[Opening RAW DATA section]
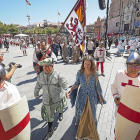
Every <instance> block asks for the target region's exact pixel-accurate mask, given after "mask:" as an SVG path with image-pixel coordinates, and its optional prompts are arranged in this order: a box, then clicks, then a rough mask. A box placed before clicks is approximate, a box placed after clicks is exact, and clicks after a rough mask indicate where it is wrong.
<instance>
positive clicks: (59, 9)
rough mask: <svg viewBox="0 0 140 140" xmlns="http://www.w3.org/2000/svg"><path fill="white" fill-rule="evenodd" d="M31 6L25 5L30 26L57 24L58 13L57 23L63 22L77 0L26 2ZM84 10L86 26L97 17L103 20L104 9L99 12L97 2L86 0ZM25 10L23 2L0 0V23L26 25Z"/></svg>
mask: <svg viewBox="0 0 140 140" xmlns="http://www.w3.org/2000/svg"><path fill="white" fill-rule="evenodd" d="M28 1H29V2H30V3H31V6H29V5H27V10H28V15H30V24H33V23H35V22H43V20H48V21H51V22H58V12H57V11H59V13H60V16H59V22H64V20H65V19H66V17H67V16H68V14H69V12H70V11H71V9H72V8H73V6H74V5H75V3H76V1H77V0H28ZM87 3H88V7H87V10H86V22H87V25H88V24H91V23H94V22H95V21H96V20H97V18H98V16H100V18H104V17H105V16H106V9H105V10H100V9H99V4H98V0H87ZM27 10H26V3H25V0H0V21H1V22H3V23H5V24H11V23H12V24H19V25H23V26H27V25H28V19H27V17H26V16H27Z"/></svg>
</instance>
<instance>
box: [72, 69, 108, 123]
mask: <svg viewBox="0 0 140 140" xmlns="http://www.w3.org/2000/svg"><path fill="white" fill-rule="evenodd" d="M74 85H77V86H80V88H79V91H78V95H77V100H76V112H75V117H76V124H77V125H78V124H79V121H80V118H81V115H82V112H83V110H84V107H85V105H86V101H87V94H88V96H89V101H90V106H91V110H92V115H93V119H94V122H95V124H96V126H97V119H96V108H97V104H98V103H100V100H99V97H98V95H97V91H98V93H99V94H100V95H101V98H102V99H103V96H102V89H101V86H100V82H99V81H98V82H97V83H96V80H95V78H94V75H93V74H91V76H90V79H89V83H87V82H86V76H85V73H84V72H83V73H82V74H81V75H80V71H78V72H77V76H76V82H75V84H74ZM103 102H104V103H106V102H105V100H104V99H103Z"/></svg>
[Closing RAW DATA section]
Search the entries for the word "instance", then list each line that holds it.

Every <instance> block asks for the target region's exact pixel-accurate mask, given after "mask:" as an SVG path with image-pixel coordinates, and its optional prompts are arranged in this order: a box, then clicks, then a rough mask. A box placed before clicks is approximate, a box placed after clicks is exact, and clicks after a rough mask indicate where it is wrong.
<instance>
</instance>
<instance>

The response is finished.